Aufgaben:
1) Schreib aus dem Forumsthread über Schriftarten den Abschnitt ab, der bei "## sam (17." beginnt und bei "Wramba (17. Juni 2002)" endet.
2) Fasse im Forumsthread über Schriftarten den Absatz, der mit "btw: setz einfach hinter deine pixelschrift" beginnt, als kurze Liste zusammen.
3) In welcher Größe wird Times laut dem Forumsthread über Schriftarten angezeigt, wenn jemand Sevenet 7 nicht hat?

Gezeigter Auszug:
=====

Theoretisch müsste er die Schrift "runterladen" und dann korrekt anzeigen (wie das bei gecko und div. anderen ist)...
Denn wenn jemand Sevenet 7 (bez. auf 1. Beispiel) z.B. nicht hat, wird Times mit 8px angezeigt, was "nicht gut" aussieht

mfg gouraud


----------



## sam (17. Juni 2002)

also wenn man selber zu dem thema ein tut geschrieben hat sollte man solche sachen aber wissen  

btw: setz einfach hinter deine pixelschrift mit nem komma getrennt ne andere nette font wie arial oder verdana, oder auch tahoma...so vermeidest du times


----------



## Sebastian Wramba (17. Juni 2002)

> _Original geschrieben von sam _
> *also wenn man selber zu dem thema ein tut geschrieben hat sollte man solche sachen aber wissen
> *



Ja normalerweise geht das auch  siehe gecko 



> *
> btw: setz einfach hinter deine pixelschrift mit nem komma getrennt ne andere nette font wie arial oder verdana, oder auch tahoma...so vermeidest du times  *



aber dann wird ja doch nie die schrift angezeigt *verzweifel*


----------

=====

Vorliegende Datensätze:
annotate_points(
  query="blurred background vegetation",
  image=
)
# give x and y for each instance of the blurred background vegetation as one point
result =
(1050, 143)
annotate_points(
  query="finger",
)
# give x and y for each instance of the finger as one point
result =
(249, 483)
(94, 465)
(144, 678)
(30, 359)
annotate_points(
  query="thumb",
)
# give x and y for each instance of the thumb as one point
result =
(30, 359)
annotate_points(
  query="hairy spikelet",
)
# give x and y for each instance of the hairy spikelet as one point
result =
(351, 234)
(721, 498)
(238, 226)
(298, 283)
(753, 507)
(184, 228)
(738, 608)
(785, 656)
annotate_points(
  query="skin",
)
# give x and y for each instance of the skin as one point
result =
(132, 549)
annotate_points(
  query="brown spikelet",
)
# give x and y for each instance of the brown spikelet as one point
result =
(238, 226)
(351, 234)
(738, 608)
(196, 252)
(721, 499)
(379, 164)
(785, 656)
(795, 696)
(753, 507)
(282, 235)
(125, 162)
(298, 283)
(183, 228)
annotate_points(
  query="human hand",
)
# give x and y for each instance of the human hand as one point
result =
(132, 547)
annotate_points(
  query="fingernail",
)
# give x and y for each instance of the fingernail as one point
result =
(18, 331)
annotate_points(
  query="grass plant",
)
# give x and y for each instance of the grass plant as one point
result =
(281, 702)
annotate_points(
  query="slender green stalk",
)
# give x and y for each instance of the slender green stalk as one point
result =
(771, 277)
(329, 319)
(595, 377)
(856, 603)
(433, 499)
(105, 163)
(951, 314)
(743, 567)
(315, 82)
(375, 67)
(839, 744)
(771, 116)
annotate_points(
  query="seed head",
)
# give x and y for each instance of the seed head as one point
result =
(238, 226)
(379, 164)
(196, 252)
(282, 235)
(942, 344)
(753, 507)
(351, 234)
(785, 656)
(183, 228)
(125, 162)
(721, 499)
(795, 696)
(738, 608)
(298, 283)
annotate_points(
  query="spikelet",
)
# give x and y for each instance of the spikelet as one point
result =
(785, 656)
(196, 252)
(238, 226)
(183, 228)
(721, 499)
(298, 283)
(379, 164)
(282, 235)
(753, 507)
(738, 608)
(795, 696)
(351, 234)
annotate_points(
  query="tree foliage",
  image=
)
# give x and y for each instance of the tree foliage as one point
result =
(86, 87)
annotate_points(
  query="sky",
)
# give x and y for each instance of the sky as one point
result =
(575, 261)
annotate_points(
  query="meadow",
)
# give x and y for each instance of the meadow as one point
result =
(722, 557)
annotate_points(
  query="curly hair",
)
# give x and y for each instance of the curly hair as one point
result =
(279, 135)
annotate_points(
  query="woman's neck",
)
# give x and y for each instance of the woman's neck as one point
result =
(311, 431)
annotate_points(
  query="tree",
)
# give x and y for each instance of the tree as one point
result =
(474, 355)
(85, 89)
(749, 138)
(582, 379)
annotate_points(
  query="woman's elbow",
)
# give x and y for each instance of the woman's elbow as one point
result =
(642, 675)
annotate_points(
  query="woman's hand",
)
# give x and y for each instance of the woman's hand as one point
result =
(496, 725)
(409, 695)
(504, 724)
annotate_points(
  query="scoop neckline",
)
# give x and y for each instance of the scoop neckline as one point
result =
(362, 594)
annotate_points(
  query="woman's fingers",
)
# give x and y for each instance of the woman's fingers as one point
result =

=====

Lösungen:
1)
## sam (17. Juni 2002)

also wenn man selber zu dem thema ein tut geschrieben hat sollte man solche sachen aber wissen  

btw: setz einfach hinter deine pixelschrift mit nem komma getrennt ne andere nette font wie arial oder verdana, oder auch tahoma...so vermeidest du times


----------



## Sebastian Wramba (17. Juni 2002)

2)
- Hinter die Pixelschrift eine weitere Schrift setzen, mit Komma getrennt.
- Infrage kommen etwa Arial, Verdana oder Tahoma.
- So wird Times vermieden.

3) Mit 8px.